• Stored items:

□ □ □ □

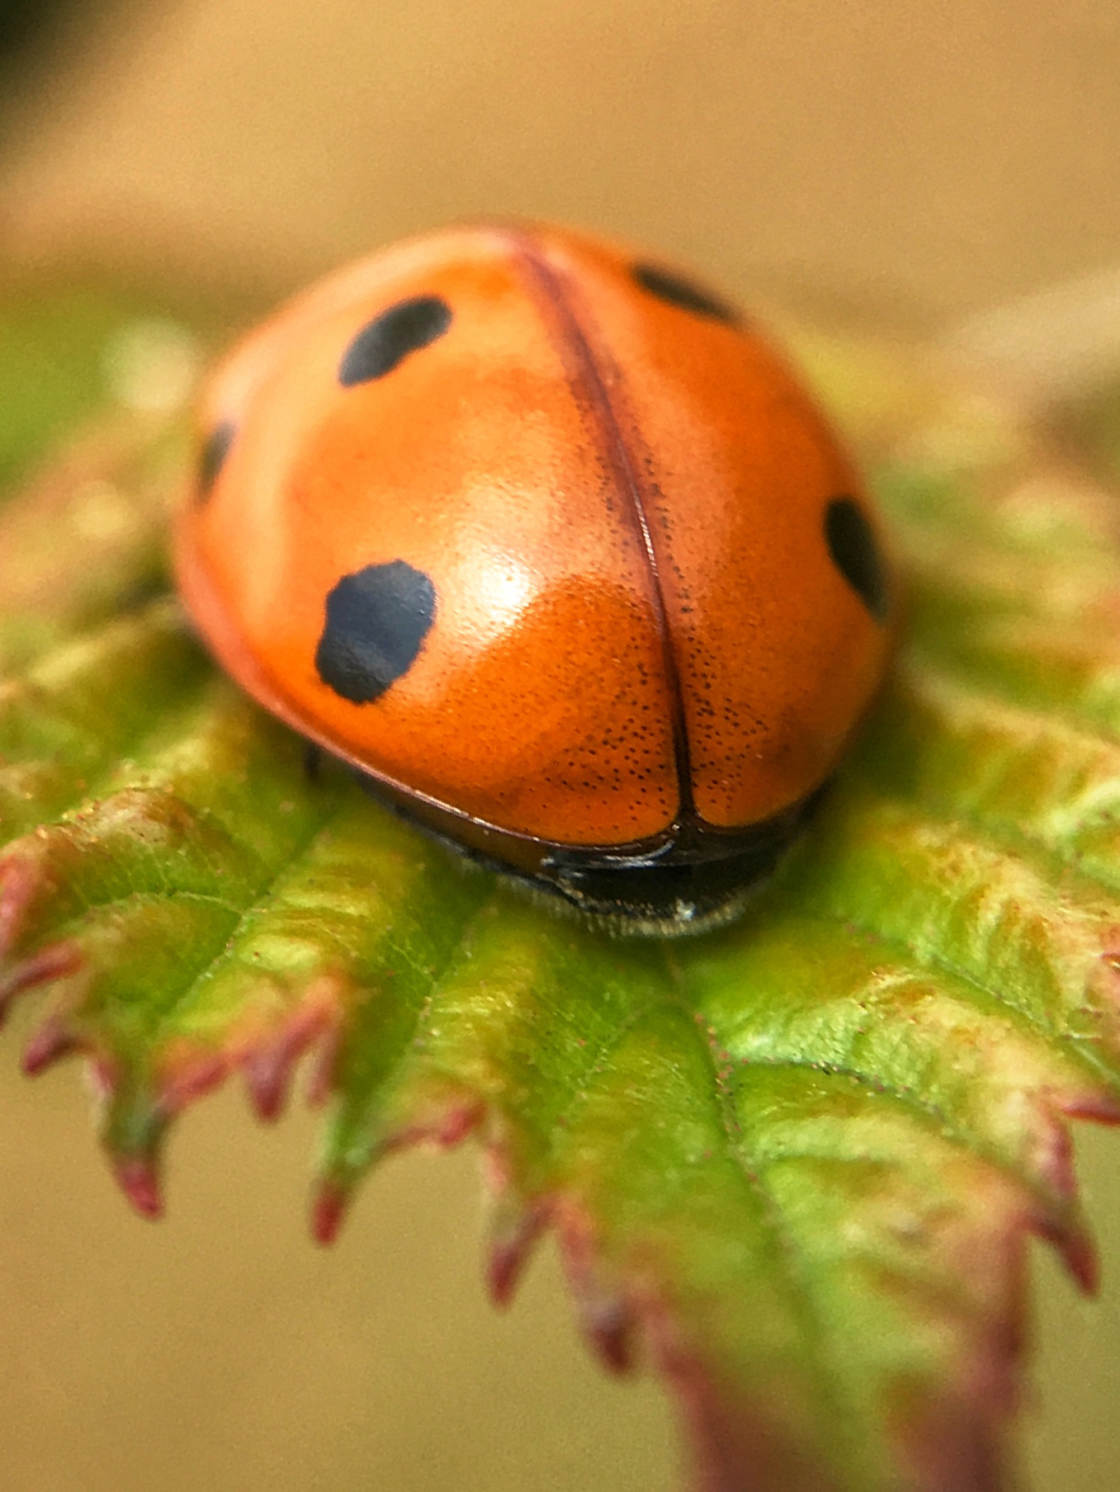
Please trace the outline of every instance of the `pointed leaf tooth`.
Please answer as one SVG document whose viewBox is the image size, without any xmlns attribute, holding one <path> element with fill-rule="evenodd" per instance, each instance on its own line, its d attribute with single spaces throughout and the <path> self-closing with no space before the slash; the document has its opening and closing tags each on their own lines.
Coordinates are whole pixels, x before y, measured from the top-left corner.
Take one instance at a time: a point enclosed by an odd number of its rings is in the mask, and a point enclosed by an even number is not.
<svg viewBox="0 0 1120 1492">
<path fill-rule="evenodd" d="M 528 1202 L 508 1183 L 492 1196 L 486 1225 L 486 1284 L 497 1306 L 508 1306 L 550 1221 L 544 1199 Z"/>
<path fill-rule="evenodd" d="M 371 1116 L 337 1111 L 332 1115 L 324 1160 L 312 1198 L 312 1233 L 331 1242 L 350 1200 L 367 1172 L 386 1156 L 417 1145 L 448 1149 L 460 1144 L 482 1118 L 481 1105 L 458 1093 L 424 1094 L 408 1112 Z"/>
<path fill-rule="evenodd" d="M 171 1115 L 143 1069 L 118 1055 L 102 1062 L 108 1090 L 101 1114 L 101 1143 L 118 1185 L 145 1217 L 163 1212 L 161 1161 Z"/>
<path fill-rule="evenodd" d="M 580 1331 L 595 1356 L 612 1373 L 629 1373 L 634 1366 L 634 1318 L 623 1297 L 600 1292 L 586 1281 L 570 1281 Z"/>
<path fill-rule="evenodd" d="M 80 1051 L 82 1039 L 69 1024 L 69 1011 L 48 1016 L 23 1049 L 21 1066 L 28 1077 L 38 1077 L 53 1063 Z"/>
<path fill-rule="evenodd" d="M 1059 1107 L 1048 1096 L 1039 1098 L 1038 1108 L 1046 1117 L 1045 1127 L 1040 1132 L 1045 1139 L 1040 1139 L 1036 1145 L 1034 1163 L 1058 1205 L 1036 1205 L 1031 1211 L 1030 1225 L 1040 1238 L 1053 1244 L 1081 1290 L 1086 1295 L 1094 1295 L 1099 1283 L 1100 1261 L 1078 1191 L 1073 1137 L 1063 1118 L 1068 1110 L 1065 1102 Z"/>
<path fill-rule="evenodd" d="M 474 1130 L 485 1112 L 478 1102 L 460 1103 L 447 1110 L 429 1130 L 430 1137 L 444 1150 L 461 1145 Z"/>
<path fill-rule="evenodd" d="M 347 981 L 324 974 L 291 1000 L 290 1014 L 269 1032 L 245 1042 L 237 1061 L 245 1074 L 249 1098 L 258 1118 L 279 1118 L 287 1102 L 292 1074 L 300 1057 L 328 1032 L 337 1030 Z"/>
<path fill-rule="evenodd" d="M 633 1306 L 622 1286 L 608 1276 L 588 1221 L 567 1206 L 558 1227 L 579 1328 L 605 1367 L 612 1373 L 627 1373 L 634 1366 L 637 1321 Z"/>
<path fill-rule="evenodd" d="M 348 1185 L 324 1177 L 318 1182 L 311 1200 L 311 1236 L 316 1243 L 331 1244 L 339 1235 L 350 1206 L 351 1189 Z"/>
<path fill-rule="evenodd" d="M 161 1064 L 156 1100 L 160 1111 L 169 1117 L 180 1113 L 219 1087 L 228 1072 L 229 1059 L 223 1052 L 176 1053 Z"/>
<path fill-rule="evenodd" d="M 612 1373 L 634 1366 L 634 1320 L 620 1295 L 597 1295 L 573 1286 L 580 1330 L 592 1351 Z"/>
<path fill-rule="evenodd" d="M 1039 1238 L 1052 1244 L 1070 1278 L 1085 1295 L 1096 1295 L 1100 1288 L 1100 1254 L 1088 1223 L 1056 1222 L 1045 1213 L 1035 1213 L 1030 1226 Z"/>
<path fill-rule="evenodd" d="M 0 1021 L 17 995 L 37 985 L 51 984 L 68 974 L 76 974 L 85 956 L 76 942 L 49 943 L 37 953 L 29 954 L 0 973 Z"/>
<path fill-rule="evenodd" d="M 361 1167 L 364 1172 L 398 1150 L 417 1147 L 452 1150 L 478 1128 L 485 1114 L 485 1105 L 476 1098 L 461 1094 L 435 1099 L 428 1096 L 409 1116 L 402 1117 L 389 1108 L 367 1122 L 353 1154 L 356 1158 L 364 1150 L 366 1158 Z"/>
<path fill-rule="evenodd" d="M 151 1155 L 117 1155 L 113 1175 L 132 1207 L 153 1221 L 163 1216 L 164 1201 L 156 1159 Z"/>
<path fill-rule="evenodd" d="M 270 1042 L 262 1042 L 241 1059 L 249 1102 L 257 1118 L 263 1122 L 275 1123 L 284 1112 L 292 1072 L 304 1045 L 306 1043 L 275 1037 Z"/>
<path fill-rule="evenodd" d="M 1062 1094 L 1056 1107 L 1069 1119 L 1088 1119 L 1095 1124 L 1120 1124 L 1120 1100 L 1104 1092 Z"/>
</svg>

□ □ □ □

• What you have to do: Where a line above holds the word "Please", copy it.

• Response below:
Please trace the outline of every instance of the `pointed leaf tooth`.
Please answer as one SVG document whose viewBox is the image size, without any xmlns attribute, holding one <path> element with fill-rule="evenodd" per instance, each instance on its own line, its d attribute with single spaces throughout and the <path> self-closing with no space before the slash; the document has its opening and closing tags each on their own lines.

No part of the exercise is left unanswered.